### Daten der Übung

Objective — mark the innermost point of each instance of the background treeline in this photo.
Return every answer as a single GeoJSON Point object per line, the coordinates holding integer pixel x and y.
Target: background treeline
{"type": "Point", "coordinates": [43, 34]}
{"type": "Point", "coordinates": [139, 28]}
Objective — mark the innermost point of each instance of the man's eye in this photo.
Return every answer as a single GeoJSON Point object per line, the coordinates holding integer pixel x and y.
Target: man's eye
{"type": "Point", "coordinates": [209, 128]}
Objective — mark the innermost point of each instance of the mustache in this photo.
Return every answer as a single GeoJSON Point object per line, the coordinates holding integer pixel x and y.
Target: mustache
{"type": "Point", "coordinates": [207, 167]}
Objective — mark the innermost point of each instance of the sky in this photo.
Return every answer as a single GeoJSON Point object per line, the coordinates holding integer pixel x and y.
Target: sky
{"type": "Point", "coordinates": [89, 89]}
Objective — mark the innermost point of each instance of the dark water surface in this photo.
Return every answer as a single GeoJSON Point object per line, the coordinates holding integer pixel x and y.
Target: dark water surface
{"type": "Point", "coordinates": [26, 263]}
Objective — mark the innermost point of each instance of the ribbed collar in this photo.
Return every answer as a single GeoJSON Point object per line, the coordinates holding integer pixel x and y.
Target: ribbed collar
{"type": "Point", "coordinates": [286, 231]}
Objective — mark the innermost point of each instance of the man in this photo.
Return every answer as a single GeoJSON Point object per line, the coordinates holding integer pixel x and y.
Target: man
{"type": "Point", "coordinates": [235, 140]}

######
### Daten der Übung

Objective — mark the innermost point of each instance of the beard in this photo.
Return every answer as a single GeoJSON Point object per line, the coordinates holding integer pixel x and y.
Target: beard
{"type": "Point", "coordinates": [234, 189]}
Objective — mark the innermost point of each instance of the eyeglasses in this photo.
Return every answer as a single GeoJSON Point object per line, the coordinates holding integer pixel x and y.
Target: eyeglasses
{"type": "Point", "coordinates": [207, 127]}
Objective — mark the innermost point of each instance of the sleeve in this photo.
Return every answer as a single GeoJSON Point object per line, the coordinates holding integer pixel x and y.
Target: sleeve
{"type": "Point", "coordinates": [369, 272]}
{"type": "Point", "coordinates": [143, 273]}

######

### [Worum es geht]
Zieh aus den Zeilen oben jede heraus, in der die Zeichenfolge „Objective“ vorkommt. Groß- und Kleinschreibung ist dabei zu beachten.

### [Schriftliche Lösung]
Objective — mark the innermost point of each instance of the background treeline in this photo.
Objective — mark the innermost point of each instance of the man's eye in this photo.
Objective — mark the innermost point of each instance of the mustache in this photo.
Objective — mark the innermost point of each instance of the sky in this photo.
Objective — mark the innermost point of each instance of the dark water surface in this photo.
Objective — mark the innermost point of each instance of the ribbed collar in this photo.
Objective — mark the innermost point of each instance of the man in this photo.
Objective — mark the innermost point of each instance of the beard in this photo.
Objective — mark the innermost point of each instance of the eyeglasses in this photo.
Objective — mark the innermost point of each instance of the sleeve in this photo.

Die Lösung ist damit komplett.